Word for word, transcribe all the entries shown below.

Natural-language object grounding data
((

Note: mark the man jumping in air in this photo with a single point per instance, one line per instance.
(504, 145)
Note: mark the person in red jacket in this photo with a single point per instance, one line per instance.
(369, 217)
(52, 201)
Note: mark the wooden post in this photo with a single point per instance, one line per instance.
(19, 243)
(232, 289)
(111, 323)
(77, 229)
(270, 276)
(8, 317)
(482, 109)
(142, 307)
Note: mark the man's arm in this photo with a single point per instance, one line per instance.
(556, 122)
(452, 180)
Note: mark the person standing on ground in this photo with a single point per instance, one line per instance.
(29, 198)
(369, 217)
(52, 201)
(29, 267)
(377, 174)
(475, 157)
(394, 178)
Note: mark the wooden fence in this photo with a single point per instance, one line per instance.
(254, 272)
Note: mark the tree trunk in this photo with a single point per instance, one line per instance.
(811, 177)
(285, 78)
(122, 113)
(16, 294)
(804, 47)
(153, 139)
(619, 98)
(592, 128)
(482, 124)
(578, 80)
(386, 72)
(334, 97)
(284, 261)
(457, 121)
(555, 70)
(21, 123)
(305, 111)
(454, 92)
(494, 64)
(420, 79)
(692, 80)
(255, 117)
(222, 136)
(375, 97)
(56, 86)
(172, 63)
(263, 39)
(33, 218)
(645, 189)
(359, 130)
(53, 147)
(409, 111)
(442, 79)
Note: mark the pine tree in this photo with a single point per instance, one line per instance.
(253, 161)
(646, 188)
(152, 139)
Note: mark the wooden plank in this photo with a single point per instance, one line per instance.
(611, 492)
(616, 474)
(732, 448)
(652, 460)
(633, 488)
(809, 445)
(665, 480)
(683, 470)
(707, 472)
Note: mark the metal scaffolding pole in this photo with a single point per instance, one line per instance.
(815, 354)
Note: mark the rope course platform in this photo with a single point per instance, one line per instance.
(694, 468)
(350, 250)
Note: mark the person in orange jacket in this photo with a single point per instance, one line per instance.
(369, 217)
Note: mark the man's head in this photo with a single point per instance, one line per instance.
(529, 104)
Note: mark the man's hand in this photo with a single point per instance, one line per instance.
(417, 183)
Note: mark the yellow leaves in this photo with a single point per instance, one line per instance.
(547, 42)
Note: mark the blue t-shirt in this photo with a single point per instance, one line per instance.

))

Response area:
Note: mark the man jumping in air in this photo with a single point per instance, one line per instance.
(504, 145)
Note: mark the person in red jacket in this photo with a single point per instance, one line per instance.
(369, 217)
(52, 201)
Note: mark the wooden post in this photo with a single point per instance, one line per instance.
(19, 243)
(232, 289)
(111, 323)
(77, 229)
(270, 276)
(8, 317)
(482, 109)
(142, 307)
Note: mark the man's arm in this photo with a single point per instance, one line per instance.
(556, 122)
(452, 180)
Note: mark the person standing on ground in this photo with a single point per instance, one line per instance.
(29, 198)
(369, 217)
(52, 201)
(29, 267)
(377, 174)
(475, 157)
(394, 178)
Note: mark the wooden fence in this photo with a single point per instance, one line per instance.
(254, 272)
Note: mark the tree trunk in this photo with a single point per instance, one line per instance.
(811, 177)
(285, 78)
(122, 113)
(16, 294)
(804, 47)
(153, 139)
(619, 98)
(592, 128)
(482, 124)
(578, 80)
(386, 72)
(334, 97)
(284, 261)
(457, 121)
(555, 70)
(21, 123)
(305, 111)
(454, 92)
(494, 64)
(420, 79)
(692, 80)
(255, 117)
(222, 136)
(375, 97)
(56, 86)
(172, 63)
(263, 39)
(33, 218)
(645, 189)
(359, 130)
(53, 147)
(409, 111)
(442, 79)
Note: mark the pine tree in this photo with a single point per instance, one line per instance.
(253, 161)
(646, 188)
(152, 139)
Note: mark the wooden plank in this photo with a single point per instance, one line per instance.
(611, 492)
(616, 474)
(732, 448)
(652, 460)
(633, 488)
(809, 445)
(665, 480)
(683, 470)
(707, 472)
Note: mark the metal scaffolding pole in this photo with a single point per instance, one line per instance.
(815, 354)
Note: mark the rope course platform in this photo with a single point per instance, one line per instance.
(694, 468)
(350, 250)
Note: mark the person in orange jacket in this photo with a single point per instance, one line per instance.
(369, 217)
Note: mark the man's head in this photo with a single point per instance, one line per instance.
(529, 104)
Note: mark the man's hand in this photo with a single point per instance, one line per instance.
(417, 183)
Note: mark the yellow leaves in this photo with a single point per instance, one line per instance.
(547, 42)
Note: mark the blue t-shirt in this photo with a single point per instance, one line per instance.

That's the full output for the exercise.